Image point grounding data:
○ ○ ○ ○ ○

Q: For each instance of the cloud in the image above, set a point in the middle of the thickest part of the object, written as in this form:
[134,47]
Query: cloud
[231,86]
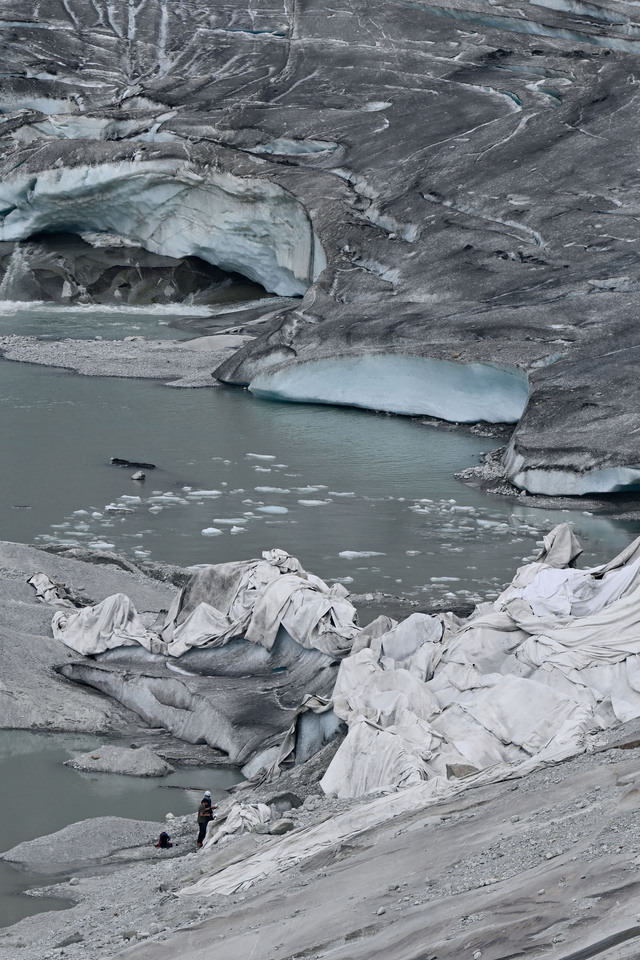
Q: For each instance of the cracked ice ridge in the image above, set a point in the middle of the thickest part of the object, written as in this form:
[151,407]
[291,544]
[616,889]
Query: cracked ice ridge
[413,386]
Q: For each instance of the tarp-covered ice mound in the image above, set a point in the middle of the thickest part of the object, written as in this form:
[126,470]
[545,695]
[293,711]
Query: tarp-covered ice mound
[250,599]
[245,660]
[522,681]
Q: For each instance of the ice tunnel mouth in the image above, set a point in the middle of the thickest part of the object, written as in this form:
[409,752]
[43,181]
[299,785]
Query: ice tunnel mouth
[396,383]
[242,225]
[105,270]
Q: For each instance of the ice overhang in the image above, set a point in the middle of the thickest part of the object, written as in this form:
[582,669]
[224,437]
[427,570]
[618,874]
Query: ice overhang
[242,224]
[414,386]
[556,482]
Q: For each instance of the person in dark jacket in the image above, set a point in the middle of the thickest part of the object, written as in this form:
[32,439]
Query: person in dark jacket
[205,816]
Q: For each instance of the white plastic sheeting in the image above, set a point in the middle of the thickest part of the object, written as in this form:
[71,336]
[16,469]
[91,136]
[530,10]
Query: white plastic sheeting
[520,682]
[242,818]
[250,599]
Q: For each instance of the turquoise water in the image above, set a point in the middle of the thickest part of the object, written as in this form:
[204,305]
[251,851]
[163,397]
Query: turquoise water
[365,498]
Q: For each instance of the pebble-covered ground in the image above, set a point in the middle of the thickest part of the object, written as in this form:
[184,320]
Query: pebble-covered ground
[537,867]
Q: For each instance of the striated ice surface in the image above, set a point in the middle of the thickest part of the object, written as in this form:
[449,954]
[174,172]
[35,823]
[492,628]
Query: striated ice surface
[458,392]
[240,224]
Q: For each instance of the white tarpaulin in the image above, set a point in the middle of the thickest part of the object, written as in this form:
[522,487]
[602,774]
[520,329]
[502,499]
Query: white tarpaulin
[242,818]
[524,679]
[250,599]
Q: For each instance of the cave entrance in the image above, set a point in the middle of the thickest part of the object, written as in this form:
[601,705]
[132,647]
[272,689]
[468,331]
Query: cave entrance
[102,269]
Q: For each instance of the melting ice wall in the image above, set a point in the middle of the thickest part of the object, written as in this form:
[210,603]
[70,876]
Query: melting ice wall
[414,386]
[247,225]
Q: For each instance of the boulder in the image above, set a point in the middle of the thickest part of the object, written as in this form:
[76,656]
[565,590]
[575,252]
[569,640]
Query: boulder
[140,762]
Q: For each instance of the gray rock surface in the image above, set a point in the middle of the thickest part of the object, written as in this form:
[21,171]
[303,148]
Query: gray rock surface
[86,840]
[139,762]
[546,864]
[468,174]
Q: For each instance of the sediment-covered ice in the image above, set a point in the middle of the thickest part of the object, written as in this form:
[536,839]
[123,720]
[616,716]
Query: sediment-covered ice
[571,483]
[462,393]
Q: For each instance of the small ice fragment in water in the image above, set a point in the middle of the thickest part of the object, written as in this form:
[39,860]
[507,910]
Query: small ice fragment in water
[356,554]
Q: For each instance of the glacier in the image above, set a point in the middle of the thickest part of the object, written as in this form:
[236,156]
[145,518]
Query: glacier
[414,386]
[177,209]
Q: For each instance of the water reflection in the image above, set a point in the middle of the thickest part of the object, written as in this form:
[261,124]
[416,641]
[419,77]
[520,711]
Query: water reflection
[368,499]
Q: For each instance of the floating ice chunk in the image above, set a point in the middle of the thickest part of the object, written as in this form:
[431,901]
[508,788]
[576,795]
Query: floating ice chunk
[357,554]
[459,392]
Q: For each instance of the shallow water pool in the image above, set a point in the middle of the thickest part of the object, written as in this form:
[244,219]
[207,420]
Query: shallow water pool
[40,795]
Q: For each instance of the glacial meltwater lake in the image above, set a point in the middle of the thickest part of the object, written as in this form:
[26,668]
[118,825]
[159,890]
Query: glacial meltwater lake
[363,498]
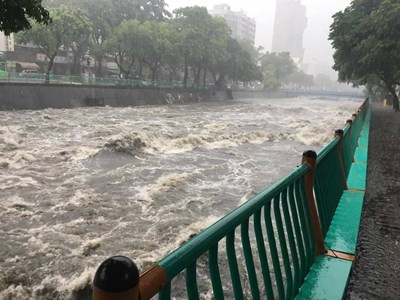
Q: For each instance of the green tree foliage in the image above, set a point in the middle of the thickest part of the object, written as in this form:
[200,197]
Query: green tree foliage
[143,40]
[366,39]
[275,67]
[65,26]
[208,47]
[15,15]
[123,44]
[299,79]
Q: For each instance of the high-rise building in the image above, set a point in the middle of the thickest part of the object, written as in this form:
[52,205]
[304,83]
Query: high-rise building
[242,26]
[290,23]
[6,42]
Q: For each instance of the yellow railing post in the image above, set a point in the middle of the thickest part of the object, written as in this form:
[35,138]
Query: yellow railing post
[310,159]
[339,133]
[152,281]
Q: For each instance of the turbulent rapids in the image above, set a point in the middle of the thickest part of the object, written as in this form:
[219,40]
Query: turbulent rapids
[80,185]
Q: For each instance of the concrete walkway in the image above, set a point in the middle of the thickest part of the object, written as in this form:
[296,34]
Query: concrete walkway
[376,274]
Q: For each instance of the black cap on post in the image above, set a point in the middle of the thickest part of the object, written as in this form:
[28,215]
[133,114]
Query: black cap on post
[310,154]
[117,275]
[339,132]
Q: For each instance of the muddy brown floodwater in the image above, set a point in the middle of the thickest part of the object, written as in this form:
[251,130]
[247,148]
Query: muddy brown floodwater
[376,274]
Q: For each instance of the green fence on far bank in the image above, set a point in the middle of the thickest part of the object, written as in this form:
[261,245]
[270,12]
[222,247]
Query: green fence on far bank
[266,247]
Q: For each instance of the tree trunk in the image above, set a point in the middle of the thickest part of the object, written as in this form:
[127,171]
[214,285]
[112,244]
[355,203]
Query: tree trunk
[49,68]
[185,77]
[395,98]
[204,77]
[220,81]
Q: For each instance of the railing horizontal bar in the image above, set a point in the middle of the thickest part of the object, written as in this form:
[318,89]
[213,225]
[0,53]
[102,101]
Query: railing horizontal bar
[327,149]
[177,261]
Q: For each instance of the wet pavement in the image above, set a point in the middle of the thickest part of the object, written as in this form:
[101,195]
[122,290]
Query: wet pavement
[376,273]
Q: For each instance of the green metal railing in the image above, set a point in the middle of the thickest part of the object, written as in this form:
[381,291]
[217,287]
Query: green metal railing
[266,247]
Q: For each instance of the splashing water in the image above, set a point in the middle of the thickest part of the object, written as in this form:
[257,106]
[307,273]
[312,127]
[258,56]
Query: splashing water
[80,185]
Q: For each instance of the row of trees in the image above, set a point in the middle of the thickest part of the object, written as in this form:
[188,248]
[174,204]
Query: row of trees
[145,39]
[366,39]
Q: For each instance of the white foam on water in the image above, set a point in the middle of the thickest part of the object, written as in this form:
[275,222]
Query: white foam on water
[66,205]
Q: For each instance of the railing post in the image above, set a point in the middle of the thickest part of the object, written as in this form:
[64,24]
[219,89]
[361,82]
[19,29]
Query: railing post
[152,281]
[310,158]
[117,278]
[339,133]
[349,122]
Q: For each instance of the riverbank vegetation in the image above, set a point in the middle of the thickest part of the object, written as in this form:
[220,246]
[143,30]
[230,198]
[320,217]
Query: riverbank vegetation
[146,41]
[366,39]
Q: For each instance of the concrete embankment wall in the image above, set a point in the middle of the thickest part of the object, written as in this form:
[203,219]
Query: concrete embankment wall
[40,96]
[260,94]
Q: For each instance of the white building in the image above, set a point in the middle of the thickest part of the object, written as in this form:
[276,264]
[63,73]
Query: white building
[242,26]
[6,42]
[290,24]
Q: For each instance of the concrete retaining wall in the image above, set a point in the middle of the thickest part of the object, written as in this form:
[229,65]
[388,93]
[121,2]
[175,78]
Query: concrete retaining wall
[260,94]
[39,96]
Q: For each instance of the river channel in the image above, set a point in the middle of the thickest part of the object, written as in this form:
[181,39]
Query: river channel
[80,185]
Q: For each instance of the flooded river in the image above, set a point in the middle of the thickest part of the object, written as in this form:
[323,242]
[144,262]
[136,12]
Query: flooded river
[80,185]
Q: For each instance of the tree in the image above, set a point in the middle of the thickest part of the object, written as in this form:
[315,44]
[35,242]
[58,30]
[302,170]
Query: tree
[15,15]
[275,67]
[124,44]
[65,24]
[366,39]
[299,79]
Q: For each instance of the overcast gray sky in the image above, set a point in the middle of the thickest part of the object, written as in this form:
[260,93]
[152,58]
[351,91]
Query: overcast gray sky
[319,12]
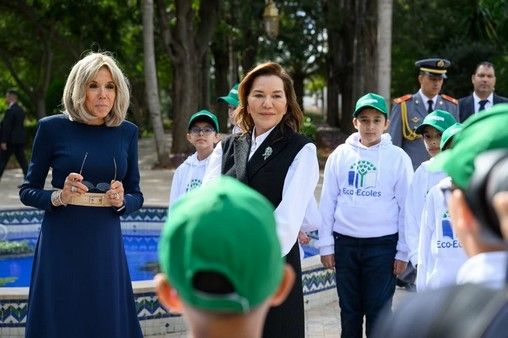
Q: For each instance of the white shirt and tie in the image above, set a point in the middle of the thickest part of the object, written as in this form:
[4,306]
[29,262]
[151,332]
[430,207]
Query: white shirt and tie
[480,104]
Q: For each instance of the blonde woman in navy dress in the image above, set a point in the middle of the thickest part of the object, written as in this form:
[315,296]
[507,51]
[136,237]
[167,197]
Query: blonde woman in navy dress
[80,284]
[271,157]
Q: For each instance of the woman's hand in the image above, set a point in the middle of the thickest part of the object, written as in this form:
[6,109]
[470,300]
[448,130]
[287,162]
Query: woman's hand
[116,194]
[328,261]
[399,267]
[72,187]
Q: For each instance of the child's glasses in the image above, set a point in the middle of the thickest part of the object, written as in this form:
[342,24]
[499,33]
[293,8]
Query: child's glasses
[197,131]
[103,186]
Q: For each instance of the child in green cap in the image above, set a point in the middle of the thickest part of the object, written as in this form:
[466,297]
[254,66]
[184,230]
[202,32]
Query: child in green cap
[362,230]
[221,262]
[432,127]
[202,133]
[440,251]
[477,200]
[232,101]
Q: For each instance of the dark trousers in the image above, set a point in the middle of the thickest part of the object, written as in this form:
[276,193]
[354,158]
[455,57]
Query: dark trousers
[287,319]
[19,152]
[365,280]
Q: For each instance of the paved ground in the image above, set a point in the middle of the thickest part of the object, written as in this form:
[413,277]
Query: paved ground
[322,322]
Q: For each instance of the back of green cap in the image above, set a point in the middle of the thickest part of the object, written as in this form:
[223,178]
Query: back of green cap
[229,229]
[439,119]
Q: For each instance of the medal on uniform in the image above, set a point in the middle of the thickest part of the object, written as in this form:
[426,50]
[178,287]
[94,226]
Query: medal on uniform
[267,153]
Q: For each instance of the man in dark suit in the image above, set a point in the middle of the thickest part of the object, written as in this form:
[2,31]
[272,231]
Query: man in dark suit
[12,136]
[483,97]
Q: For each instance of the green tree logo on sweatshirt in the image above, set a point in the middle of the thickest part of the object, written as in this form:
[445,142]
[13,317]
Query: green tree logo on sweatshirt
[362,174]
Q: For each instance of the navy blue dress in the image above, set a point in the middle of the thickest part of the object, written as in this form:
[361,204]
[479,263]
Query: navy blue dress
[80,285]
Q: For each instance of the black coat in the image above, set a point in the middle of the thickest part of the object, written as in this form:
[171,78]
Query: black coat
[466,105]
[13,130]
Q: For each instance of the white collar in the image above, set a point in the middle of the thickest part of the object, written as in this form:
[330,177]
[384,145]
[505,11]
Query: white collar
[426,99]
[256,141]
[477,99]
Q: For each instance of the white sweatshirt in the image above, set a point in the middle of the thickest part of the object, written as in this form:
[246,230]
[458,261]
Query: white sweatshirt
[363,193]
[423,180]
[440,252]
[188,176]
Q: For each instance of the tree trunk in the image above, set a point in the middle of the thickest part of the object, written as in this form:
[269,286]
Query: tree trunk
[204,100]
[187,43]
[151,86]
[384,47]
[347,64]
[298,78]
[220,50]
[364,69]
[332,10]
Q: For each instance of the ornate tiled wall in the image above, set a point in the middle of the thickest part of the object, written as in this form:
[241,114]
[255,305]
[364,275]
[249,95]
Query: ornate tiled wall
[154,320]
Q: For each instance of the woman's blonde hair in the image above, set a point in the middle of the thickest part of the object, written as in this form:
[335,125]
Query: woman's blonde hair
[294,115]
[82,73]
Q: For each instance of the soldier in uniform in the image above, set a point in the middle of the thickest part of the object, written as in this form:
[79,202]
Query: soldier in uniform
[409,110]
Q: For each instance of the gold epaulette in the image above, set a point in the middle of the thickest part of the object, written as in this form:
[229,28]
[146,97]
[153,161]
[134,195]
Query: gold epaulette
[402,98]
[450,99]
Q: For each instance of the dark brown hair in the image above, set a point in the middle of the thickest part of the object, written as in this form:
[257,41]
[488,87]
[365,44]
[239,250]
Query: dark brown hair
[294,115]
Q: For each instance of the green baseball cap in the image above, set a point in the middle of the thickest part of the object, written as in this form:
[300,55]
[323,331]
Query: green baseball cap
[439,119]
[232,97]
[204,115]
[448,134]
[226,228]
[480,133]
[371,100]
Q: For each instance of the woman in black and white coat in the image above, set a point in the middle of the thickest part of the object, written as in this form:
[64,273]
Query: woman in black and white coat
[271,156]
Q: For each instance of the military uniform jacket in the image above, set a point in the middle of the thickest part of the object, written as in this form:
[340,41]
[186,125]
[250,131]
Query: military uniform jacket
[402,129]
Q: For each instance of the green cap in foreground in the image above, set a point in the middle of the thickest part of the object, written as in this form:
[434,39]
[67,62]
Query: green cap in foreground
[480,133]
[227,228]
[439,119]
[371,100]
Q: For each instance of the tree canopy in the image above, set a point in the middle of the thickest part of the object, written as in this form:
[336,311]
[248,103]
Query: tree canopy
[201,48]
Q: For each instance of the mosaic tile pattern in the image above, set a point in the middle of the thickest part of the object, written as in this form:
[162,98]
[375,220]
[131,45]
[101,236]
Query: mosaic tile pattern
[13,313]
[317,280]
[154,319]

○ ○ ○ ○ ○

→ **WHAT THIS TASK INVOLVES**:
Return only the part above that opens with the line containing "Q: For each instance of the riverbank" and closes with the line containing "Q: For each instance of the white shirt", exactly and with both ends, skipping the pictures.

→ **ANSWER SECTION**:
Q: For each instance of the riverbank vegetation in the image above, set a point in the middle of the thickest part of the object, written as in this form:
[220,246]
[143,30]
[230,198]
[320,217]
Query: riverbank vegetation
[146,41]
[366,39]
Q: For each instance of the concrete embankment wall in the image above, set a point in the middle of the thickest part of the object, written as in this form:
[203,219]
Query: concrete embankment wall
[40,96]
[260,94]
Q: For each instance of the white building in the image above, set a point in the middle of the thickest part of the object, written as in this form:
[276,264]
[63,73]
Query: white building
[242,26]
[6,42]
[290,24]
Q: For each instance of the concrete retaining wall in the image above, set a point in the middle of the thickest part of the object, written as in this form:
[229,65]
[388,93]
[121,2]
[175,78]
Query: concrete retaining wall
[260,94]
[39,96]
Q: For each instance of the river channel in the image above, set a point in the middle of the thickest part of the object, written as in this form:
[181,39]
Query: river channel
[80,185]
Q: For each instance of the flooded river in the image above, set a point in the middle of the thickest part of the object, written as in this form:
[323,242]
[144,262]
[136,12]
Query: flooded river
[80,185]
Q: For each instance of the tree in the image above, set a point in the middle of the thickest part of the object, written as in this form:
[315,44]
[35,242]
[58,30]
[302,170]
Query: tree
[15,15]
[275,67]
[124,44]
[65,24]
[366,39]
[299,79]
Q: For each instance of the overcast gray sky in the image above, set a point in the middle of the thickest part of the object, written as in this form:
[260,93]
[152,58]
[351,91]
Query: overcast gray sky
[319,12]
Q: For each instance of the white shirt and tie in the image above, set a point in the middle of the thickest part of the object, written as in this form:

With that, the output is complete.